-- Begin Input material --

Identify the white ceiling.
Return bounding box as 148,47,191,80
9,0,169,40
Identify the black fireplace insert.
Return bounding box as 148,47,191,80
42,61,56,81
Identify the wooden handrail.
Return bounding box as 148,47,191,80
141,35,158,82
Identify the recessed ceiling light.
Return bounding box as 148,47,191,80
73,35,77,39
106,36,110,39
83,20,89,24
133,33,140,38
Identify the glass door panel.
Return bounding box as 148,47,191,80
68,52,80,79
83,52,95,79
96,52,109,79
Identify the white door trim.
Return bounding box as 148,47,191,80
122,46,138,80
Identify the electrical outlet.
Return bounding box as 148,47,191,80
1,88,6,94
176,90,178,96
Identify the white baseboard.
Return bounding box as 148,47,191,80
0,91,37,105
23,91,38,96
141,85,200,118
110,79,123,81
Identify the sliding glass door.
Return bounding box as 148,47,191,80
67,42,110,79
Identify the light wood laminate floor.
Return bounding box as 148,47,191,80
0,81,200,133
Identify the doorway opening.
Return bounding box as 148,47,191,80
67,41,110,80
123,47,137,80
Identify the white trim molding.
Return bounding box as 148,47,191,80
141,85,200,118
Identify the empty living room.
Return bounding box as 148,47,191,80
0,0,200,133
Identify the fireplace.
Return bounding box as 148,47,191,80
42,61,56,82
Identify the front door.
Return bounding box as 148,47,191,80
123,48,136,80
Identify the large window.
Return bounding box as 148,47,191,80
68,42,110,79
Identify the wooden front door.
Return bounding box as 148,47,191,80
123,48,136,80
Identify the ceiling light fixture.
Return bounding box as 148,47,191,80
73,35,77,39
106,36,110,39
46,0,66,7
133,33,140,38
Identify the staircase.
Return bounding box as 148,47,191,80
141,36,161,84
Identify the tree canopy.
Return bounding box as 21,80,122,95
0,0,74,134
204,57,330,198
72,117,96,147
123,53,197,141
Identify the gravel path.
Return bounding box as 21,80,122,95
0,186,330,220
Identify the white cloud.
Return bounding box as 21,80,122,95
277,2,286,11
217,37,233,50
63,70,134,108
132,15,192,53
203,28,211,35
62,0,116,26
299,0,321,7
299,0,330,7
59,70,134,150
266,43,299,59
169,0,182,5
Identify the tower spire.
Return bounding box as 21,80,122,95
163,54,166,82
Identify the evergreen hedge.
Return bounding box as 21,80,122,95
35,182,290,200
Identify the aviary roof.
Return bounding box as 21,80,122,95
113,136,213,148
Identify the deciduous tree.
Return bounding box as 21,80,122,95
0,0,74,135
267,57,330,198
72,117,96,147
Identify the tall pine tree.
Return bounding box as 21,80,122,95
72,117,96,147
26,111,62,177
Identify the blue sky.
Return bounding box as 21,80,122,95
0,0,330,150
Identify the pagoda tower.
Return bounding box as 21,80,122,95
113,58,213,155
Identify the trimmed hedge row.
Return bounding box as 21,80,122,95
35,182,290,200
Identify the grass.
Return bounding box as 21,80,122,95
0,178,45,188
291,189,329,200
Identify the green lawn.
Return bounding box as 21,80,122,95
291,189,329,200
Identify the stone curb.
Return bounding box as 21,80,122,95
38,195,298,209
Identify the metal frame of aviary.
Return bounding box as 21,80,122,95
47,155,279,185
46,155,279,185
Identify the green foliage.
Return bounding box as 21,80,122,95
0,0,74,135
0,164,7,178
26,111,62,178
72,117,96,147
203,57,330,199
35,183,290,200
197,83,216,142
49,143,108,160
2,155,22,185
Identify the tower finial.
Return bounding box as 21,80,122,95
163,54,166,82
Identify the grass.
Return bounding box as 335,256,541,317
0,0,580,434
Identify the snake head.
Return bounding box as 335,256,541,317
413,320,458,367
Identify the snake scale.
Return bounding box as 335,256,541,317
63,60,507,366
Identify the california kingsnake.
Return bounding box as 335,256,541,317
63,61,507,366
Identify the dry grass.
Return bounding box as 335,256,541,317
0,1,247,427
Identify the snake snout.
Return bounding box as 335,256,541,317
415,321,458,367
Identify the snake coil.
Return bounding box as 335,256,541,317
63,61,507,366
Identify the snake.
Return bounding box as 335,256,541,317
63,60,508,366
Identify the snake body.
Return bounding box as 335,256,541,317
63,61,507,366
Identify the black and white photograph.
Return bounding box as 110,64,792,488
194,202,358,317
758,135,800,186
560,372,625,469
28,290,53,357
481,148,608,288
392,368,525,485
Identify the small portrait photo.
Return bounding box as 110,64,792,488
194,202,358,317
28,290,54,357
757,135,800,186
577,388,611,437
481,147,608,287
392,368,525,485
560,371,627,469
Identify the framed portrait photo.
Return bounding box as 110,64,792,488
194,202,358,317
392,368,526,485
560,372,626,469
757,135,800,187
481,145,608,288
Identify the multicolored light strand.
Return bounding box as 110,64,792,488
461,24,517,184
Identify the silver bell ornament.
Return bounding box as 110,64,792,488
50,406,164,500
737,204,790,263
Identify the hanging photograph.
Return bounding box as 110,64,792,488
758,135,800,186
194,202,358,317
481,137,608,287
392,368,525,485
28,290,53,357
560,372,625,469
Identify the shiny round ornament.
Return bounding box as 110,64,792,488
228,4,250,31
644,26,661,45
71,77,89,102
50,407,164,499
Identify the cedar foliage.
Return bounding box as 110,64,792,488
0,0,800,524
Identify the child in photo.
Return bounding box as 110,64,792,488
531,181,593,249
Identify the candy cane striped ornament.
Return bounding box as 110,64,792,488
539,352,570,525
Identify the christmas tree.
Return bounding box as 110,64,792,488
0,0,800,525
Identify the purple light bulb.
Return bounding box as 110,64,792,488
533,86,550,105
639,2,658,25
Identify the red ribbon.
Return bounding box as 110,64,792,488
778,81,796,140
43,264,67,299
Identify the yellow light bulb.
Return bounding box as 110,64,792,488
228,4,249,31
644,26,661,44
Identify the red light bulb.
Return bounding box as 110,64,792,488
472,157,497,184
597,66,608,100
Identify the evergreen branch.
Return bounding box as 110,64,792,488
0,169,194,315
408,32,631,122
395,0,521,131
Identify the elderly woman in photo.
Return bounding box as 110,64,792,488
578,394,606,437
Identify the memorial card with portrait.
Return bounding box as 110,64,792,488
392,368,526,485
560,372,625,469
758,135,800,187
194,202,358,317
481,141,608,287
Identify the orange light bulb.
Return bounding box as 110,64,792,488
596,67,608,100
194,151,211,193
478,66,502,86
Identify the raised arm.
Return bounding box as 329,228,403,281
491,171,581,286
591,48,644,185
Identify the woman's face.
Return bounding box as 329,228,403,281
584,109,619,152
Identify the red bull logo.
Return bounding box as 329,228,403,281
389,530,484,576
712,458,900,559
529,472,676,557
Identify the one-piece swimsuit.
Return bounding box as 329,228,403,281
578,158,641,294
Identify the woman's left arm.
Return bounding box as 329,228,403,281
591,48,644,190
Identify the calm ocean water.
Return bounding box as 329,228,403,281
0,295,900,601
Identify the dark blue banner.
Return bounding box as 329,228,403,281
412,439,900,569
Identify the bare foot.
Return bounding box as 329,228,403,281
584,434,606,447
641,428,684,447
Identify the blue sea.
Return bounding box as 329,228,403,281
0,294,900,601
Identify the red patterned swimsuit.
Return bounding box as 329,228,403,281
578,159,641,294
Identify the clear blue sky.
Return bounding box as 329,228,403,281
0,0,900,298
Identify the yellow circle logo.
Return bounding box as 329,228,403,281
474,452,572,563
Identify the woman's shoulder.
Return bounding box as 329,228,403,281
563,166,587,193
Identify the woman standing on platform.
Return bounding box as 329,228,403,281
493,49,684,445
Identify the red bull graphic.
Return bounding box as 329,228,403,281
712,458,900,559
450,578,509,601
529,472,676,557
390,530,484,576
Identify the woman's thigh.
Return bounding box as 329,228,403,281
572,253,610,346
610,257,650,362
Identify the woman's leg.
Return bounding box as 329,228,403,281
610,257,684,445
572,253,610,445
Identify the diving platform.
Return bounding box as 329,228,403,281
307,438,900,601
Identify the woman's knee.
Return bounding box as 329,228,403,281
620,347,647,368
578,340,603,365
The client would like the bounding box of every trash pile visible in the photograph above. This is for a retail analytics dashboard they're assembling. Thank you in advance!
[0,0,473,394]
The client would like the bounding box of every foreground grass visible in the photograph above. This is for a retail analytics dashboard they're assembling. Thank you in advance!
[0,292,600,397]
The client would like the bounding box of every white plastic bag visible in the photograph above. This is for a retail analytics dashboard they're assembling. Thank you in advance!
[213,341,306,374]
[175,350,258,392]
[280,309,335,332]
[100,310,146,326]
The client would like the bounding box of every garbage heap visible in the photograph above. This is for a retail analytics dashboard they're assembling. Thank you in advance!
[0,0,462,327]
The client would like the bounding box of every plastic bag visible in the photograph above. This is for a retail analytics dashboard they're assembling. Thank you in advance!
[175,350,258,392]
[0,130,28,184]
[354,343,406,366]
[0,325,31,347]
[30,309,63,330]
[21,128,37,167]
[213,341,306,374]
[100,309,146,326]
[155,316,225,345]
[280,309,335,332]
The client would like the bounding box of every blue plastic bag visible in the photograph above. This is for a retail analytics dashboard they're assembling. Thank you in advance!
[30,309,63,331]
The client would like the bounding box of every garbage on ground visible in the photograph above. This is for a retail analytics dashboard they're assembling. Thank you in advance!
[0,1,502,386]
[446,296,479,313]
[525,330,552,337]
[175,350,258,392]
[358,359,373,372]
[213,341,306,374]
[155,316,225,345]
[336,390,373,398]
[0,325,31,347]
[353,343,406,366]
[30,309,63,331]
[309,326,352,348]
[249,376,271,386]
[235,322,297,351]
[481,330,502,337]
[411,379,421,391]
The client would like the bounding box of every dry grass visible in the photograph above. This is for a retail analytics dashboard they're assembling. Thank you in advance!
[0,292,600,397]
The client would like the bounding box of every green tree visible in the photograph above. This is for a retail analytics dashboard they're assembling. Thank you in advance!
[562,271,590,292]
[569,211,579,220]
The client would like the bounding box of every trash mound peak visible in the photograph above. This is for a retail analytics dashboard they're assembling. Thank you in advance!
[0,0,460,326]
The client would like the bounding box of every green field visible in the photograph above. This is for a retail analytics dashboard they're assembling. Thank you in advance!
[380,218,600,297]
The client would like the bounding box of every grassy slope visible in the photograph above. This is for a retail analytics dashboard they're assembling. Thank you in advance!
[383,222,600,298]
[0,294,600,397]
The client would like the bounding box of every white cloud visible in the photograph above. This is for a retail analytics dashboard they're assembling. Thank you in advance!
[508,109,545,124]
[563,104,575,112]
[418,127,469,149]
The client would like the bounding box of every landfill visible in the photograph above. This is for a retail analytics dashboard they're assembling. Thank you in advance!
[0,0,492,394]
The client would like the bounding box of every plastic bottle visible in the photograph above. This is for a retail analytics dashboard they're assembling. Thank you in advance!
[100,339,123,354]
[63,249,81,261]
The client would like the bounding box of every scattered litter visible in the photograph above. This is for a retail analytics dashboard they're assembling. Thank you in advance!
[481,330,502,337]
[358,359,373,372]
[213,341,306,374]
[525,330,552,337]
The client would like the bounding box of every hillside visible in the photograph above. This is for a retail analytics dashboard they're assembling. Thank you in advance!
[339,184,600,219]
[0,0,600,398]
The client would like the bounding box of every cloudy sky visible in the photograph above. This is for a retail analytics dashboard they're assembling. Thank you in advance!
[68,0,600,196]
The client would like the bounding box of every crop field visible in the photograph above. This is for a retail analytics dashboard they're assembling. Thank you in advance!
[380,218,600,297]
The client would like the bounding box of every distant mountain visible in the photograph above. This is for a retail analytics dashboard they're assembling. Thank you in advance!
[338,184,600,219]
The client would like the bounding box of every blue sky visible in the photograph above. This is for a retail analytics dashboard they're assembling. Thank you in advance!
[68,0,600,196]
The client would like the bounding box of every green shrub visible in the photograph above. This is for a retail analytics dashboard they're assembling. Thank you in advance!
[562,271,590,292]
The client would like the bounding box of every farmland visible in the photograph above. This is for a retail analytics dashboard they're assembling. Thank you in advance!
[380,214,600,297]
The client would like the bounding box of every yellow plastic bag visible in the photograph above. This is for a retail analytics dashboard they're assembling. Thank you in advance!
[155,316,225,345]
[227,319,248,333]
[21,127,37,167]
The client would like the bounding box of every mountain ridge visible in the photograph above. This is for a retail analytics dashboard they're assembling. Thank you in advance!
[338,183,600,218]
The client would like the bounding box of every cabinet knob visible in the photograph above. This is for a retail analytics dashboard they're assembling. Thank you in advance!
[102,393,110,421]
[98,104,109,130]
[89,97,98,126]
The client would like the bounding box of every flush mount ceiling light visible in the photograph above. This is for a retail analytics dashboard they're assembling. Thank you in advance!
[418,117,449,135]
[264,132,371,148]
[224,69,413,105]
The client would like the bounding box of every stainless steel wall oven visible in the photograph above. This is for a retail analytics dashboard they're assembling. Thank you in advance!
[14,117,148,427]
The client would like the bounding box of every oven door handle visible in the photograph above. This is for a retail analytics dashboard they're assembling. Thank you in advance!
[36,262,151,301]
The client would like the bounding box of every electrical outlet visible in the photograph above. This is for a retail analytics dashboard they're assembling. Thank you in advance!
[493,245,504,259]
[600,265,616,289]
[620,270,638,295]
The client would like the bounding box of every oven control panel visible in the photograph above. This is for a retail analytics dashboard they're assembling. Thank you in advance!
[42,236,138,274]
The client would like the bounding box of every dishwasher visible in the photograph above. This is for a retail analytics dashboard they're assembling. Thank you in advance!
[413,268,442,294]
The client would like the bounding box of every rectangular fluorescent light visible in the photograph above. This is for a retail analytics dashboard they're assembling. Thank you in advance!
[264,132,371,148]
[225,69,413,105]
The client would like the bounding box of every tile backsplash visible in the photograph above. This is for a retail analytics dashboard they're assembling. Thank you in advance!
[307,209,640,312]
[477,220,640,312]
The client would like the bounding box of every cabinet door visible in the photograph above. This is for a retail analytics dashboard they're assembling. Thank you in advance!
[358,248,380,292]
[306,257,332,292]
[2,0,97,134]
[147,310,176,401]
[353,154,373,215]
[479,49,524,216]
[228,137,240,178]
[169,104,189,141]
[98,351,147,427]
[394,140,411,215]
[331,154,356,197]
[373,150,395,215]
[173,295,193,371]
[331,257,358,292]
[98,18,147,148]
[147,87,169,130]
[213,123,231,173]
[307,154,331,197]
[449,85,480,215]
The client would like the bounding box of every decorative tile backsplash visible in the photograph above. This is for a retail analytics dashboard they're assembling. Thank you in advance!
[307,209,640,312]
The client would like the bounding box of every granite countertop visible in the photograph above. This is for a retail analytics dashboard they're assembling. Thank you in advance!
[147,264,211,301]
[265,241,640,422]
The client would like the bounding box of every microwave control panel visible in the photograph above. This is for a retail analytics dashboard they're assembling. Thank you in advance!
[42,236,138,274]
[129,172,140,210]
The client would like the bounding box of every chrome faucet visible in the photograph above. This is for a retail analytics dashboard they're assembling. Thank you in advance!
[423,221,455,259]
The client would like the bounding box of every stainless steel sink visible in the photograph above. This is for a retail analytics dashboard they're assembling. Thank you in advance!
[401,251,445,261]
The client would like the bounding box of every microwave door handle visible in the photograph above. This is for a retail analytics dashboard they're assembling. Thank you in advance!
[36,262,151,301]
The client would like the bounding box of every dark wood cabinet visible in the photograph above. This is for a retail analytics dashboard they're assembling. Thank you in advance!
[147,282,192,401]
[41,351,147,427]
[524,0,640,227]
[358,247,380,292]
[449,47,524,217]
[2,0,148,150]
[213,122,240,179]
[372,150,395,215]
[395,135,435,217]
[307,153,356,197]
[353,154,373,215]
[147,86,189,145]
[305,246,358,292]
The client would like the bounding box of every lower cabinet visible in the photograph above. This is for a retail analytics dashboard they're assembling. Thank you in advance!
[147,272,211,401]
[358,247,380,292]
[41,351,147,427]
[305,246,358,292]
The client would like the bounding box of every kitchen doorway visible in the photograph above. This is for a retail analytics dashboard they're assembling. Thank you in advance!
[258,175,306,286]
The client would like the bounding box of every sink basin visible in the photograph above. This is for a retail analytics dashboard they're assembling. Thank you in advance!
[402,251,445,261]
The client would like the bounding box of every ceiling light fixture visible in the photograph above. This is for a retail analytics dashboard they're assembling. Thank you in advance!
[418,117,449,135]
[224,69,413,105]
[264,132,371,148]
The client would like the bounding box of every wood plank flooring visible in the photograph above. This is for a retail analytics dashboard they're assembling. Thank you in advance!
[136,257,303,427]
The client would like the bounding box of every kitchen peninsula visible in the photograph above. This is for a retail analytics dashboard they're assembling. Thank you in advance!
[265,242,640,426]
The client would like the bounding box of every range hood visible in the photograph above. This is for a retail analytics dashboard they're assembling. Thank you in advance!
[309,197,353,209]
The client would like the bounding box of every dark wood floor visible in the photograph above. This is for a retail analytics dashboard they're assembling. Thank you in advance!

-- End Input material --

**Exercise objective**
Using the records above, please retype only the run of lines from the line holding "dark wood cabinet" through the last line, both ends included.

**Correct output**
The client would like the bounding box of every dark wood cabinet visible in the photograph above. This is for a retail analytics dashboard they're assembling. Thank you in advance!
[147,282,192,401]
[41,351,147,427]
[524,0,640,227]
[358,247,380,292]
[449,47,524,217]
[2,0,148,150]
[213,122,240,179]
[372,150,395,215]
[395,135,435,217]
[307,153,356,197]
[353,154,373,215]
[147,86,189,145]
[305,246,358,292]
The client would like the bounding box of every lower cabinet visible in the photograph above. This is for a retail analytics dashboard they're assembling. Thank you in advance!
[147,272,211,401]
[358,247,380,292]
[41,351,147,427]
[305,246,358,292]
The client would like the bounding box of every kitchen doorway visible in the photograph above. This is for a retail analytics dashboard they're assembling. Thank you in advance!
[258,175,306,286]
The client would like the bounding box of every sink basin visible in the photograph above. This is for a retail analytics dashboard they're assembling. Thank you in advance!
[402,251,445,261]
The client would like the bounding box of every ceiling light fixture visible in the photograph above. This is for a retail analytics dashboard they're assembling. Thank you in advance!
[418,117,449,135]
[224,69,413,105]
[264,132,371,148]
The client would like the bounding box of every wood plank flooring visible in the photograph above. This is for a retail analytics dashboard they're assembling. Thank you in advance!
[136,257,303,427]
The client would like the bounding box of every kitchen peninsula visible in the photograph above. This is for a retail analytics dashboard they're assembling. Thank you in advance!
[265,242,640,426]
The client would like the bounding box of every range hood visible in the photograph above. This is for a retail analytics dashboard they're assembling. Thank you in advance!
[309,197,353,209]
The client would like the bounding box of every dark wood floor visible in the photograph above. This is for a retail analytics dashboard they're assembling. Thank you in advance!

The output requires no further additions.